* [Set problem 1]:
Rewrite the paragraph in the thread below that begins "run allows you to specify your app" as a short list, keeping its main facts.

Open adamakhtar opened 12 years ago
So on the console you start your cuba app with
rackup config.ru
which requires hello.rb.
Cuba.define is called with a block. If we go take a look at the define method we see
def self.define(&block)
app.run new(&block)
end
where app is a method
def self.app
@app ||= Rack::Builder.new
end
assigning a Rack::Builder object to @app.
Recap of Rack - Whats Rack::Builder ?
Rack::Builder implements a small DSL to iteratively construct Rack applications.
it provides three instance methods to construct a rack app - run, use and map.
run allows you to specify your app which will be wrapped by Rack::Builder use allows you to stack middleware on top the app you specified with run map allows to map various apps and middlewares to specific paths.

* [Set problem 2]:
Duplicate the entries below, starting with the line that contains "the red canopy" and going on through the last line of the entries.

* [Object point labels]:
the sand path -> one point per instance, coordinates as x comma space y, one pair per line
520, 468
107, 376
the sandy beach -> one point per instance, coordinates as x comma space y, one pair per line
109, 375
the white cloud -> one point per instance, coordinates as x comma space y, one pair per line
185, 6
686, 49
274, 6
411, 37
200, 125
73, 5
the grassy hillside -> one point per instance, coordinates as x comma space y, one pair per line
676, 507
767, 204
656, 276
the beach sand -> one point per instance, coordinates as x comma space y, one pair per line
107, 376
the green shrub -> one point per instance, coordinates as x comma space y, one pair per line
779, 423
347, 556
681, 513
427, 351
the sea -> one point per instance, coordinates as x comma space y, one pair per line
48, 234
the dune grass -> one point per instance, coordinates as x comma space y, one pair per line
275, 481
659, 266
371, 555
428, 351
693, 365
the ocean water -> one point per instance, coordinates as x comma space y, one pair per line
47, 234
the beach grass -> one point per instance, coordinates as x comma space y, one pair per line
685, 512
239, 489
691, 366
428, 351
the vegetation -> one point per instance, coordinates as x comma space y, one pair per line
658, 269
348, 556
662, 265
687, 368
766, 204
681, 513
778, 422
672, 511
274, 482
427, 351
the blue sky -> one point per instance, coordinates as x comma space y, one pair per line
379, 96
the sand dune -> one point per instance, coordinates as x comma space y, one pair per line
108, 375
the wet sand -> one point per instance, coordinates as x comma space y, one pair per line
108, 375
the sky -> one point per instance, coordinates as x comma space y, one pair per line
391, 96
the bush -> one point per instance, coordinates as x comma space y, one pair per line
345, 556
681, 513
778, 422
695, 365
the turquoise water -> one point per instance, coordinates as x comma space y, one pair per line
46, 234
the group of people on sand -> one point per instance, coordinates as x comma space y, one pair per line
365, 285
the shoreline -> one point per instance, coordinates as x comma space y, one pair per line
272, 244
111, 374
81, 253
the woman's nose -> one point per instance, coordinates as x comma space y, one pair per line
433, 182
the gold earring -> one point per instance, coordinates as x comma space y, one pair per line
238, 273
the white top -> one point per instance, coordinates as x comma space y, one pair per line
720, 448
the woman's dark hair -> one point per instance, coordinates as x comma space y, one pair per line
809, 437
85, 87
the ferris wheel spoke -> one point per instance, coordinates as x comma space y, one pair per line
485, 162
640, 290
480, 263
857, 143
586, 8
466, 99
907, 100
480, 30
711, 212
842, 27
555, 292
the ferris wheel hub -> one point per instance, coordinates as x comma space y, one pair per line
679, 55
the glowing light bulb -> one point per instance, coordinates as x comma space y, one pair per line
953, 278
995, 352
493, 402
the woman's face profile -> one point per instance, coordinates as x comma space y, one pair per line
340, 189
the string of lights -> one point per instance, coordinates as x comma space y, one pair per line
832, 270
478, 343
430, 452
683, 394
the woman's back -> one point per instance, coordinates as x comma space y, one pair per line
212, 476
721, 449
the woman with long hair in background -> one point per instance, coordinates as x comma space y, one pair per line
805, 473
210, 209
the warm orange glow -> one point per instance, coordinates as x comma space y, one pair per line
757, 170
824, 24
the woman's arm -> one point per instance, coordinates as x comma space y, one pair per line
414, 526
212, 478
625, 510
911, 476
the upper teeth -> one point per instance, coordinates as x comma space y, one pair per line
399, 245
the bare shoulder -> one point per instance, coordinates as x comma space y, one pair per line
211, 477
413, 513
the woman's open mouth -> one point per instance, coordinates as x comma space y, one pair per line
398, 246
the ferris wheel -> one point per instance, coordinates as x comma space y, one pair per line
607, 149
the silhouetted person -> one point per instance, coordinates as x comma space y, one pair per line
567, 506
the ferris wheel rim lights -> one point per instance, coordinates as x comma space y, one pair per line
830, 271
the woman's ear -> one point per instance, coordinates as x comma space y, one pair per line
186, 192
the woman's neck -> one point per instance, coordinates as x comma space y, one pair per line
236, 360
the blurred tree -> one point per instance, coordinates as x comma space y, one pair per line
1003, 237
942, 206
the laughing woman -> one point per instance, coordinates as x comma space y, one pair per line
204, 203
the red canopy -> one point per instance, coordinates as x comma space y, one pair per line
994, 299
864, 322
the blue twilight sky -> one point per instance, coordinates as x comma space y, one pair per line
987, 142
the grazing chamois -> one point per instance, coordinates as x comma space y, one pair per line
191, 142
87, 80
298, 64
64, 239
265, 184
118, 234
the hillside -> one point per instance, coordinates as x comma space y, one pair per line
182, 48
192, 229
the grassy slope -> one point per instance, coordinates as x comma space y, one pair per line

* [Problem solution 1]:
- run: specifies your app, which Rack::Builder wraps.
- use: stacks middleware on top of the app specified with run.
- map: maps various apps and middlewares to specific paths.

* [Problem solution 2]:
the red canopy -> one point per instance, coordinates as x comma space y, one pair per line
994, 299
864, 322
the blue twilight sky -> one point per instance, coordinates as x comma space y, one pair per line
987, 142
the grazing chamois -> one point per instance, coordinates as x comma space y, one pair per line
191, 142
87, 80
298, 64
64, 239
265, 184
118, 234
the hillside -> one point per instance, coordinates as x comma space y, one pair per line
182, 48
192, 229
the grassy slope -> one point per instance, coordinates as x comma space y, one pair per line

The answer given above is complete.